_Using the information:_
a) According to the food security post, at which event did PM Lee give the keynote address that it quotes?
b) List every factor on the demand side and the supply side that the food security post's excerpt says threatens the food supply.

_Selected extract:_
○ ○ ○ ○ ○
Monday, November 21, 2011

PM Lee on Food Security

The Singapore government appears to be well aware of the issues surrounding food security and the need to address how we will feed ourselves in the future.

The following is an excerpt of PM Lee's keynote address at the 7th IISS Asia Security Summit in 2008:

Besides a peaceful ordering of global power structures and institutions, countries must also work together to tackle trans-border common security challenges. One immediate issue of concern is food. People have long worried about food shortages, resulting from population growth outpacing food production. Human ingenuity has deferred this Malthusian prediction for more than 200 years, but it could still happen in the future. On the demand side, the world population is steadily increasing. Furthermore, with Asia’s rise, hundreds of millions of people are becoming more affluent and, as one minister put it to me, ‘They used to eat one meal a day. Now they eat two meals a day.’ That makes an enormous difference to their poorer compatriots and to poor people in many other countries in the third world. On the supply side, misconceived green policies to subsidise bio-fuels are encouraging farmers to grow corn for fuel instead of food, and squeeze the supply of food. In the longer term, gradually, climate change will lead to more extreme weather conditions, and likely reduce the supply of fresh water and arable land.
○ ○ ○ ○ ○
_Listed entries:_
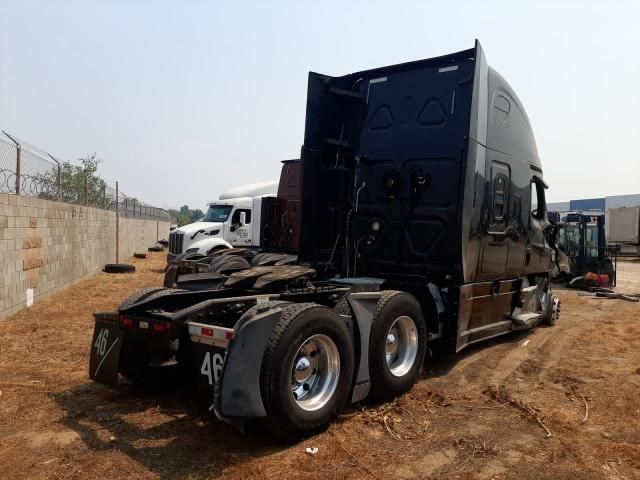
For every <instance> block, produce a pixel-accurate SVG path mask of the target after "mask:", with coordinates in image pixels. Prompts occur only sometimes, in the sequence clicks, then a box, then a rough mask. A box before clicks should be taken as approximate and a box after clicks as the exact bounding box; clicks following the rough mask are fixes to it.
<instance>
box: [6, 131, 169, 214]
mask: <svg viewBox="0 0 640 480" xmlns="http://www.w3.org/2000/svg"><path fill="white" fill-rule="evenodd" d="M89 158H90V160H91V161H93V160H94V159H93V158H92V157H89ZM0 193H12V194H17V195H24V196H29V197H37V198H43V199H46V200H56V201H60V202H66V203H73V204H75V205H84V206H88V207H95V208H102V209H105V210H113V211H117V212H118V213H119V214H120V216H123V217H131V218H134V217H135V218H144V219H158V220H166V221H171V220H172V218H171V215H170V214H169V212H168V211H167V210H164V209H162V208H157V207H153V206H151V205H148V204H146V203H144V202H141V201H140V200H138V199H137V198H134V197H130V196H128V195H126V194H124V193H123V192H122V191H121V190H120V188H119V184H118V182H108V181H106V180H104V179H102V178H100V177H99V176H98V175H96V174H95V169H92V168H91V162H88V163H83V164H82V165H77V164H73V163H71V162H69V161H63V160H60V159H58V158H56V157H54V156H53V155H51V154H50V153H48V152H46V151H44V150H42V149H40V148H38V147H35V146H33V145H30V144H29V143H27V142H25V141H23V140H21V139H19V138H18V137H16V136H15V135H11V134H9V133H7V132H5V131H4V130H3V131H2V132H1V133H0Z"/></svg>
○ ○ ○ ○ ○
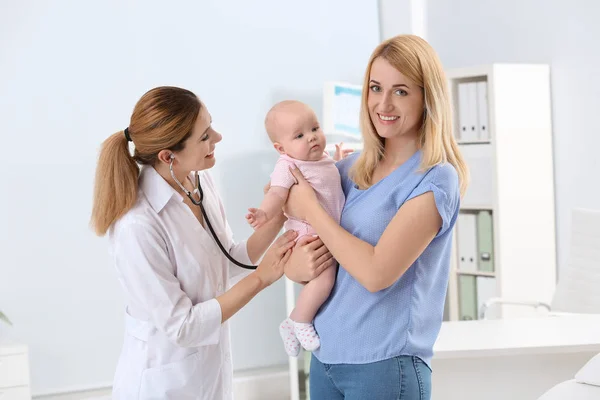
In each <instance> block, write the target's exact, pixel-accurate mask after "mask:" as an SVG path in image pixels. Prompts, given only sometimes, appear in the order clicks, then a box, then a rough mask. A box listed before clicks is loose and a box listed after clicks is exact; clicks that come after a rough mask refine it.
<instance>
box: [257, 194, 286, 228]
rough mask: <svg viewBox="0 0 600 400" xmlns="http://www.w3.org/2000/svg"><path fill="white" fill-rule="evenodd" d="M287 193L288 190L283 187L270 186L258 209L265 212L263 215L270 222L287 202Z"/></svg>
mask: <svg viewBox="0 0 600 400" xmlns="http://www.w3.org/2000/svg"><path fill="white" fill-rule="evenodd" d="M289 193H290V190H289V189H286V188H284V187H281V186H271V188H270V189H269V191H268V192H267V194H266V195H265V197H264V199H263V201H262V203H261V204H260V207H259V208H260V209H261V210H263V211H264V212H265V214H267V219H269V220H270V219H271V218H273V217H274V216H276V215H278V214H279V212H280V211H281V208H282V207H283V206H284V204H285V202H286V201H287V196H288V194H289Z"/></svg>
○ ○ ○ ○ ○
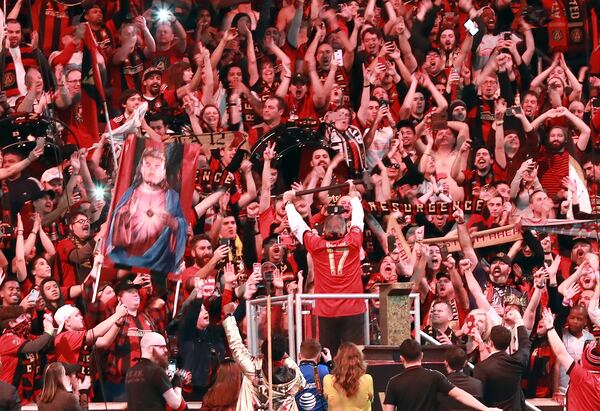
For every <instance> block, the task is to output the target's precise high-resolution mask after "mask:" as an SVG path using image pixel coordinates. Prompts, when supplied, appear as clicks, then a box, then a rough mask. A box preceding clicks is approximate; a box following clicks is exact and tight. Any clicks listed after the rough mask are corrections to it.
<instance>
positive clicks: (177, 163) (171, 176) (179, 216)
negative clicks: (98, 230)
○ ○ ○ ○ ○
_Solved problems:_
a) The 7th IISS Asia Security Summit in 2008.

b)
- Demand side: the steadily increasing world population.
- Demand side: growing affluence in Asia, with hundreds of millions of people eating more meals a day.
- Supply side: green policies that subsidize bio-fuels, which push farmers to grow corn for fuel instead of food.
- Supply side: climate change, which in the longer term will bring more extreme weather and likely reduce fresh water and arable land.